## What you should do
The response should be an exact transcription of the data below, free of images.

## Input data

+++++

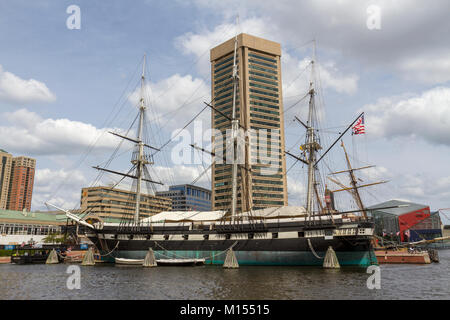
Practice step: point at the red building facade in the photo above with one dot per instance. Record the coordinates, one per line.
(21, 183)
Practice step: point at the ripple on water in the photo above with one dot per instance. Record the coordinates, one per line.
(213, 282)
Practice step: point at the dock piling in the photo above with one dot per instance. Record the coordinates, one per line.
(150, 260)
(52, 258)
(331, 261)
(230, 260)
(88, 259)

+++++

## Result
Practice step: point at the red building facade in the photo above with one dot per instance. Record the coordinates, one per line.
(21, 183)
Practice step: point at the ripple on water in the photo above with one dot per instance. Record the coordinates, one per line.
(213, 282)
Practice step: point at the dock piling in the photo above with one dot per instance. Record the coordinates, one per line.
(150, 260)
(52, 258)
(331, 261)
(230, 260)
(88, 259)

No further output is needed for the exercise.